Coordinate annotation rows
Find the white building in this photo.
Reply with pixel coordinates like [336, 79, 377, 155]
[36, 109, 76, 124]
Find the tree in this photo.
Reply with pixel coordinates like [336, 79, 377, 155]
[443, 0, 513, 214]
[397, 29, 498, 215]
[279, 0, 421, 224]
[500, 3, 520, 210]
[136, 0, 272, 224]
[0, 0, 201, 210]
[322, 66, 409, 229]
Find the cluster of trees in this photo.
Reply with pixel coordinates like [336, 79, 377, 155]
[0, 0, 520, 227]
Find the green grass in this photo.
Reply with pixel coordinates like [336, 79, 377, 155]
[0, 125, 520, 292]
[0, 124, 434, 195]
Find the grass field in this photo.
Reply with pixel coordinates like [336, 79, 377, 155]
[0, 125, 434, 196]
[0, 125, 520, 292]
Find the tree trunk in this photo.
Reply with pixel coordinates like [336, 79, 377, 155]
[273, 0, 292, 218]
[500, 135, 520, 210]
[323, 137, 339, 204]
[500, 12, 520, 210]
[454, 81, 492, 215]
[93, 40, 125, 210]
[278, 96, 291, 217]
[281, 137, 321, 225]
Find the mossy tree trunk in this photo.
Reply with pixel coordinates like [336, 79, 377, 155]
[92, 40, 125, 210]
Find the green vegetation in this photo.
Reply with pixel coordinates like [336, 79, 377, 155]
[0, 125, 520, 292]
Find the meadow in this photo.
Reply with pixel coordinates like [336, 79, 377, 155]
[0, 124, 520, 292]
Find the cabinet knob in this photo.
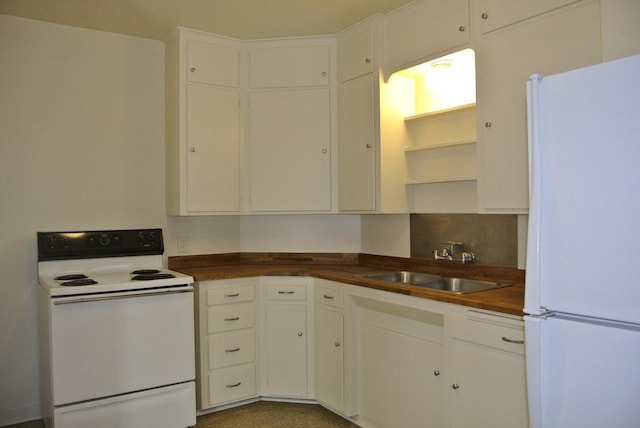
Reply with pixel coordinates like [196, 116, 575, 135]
[502, 336, 524, 345]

▶ INSTRUCTIONS TO FOLLOW
Please repeat every row above word for word, leaving out the pictures.

▶ ANSWER FOR THE TASK
Find the white building in this photo.
Reply with pixel coordinates like [336, 79, 377, 155]
[36, 109, 76, 124]
Find the tree in this photo.
Reply with pixel coordinates like [336, 79, 377, 155]
[443, 0, 513, 214]
[397, 29, 498, 215]
[279, 0, 421, 224]
[500, 3, 520, 210]
[136, 0, 272, 224]
[0, 0, 201, 210]
[322, 66, 409, 229]
Find the cluster of trees in this photo.
Reply with pixel coordinates like [336, 79, 377, 155]
[0, 0, 520, 227]
Find the green grass in this photo.
Reply with pixel coordinates like [336, 79, 377, 155]
[0, 125, 520, 292]
[0, 124, 434, 195]
Find the grass field in this photo.
Reply with pixel coordinates like [336, 79, 377, 155]
[0, 125, 434, 196]
[0, 125, 520, 292]
Find the tree trunk in this photo.
Reply with pixel coordinates like [336, 79, 377, 155]
[273, 0, 292, 218]
[500, 135, 520, 210]
[323, 137, 339, 204]
[500, 12, 520, 210]
[454, 81, 492, 215]
[93, 40, 125, 210]
[278, 96, 291, 217]
[281, 137, 321, 225]
Find the mossy tree trunk in this photo.
Reply with pixel coordinates like [336, 79, 377, 155]
[92, 40, 125, 210]
Find the green vegetation in this photo.
Reply with pixel coordinates like [336, 79, 377, 155]
[0, 125, 520, 292]
Find the meadow in this photo.
Reply with pixel coordinates like [336, 79, 377, 155]
[0, 124, 520, 292]
Find the cabinet knob in this photo.
Reply with pixel coordinates like [196, 116, 575, 135]
[502, 336, 524, 345]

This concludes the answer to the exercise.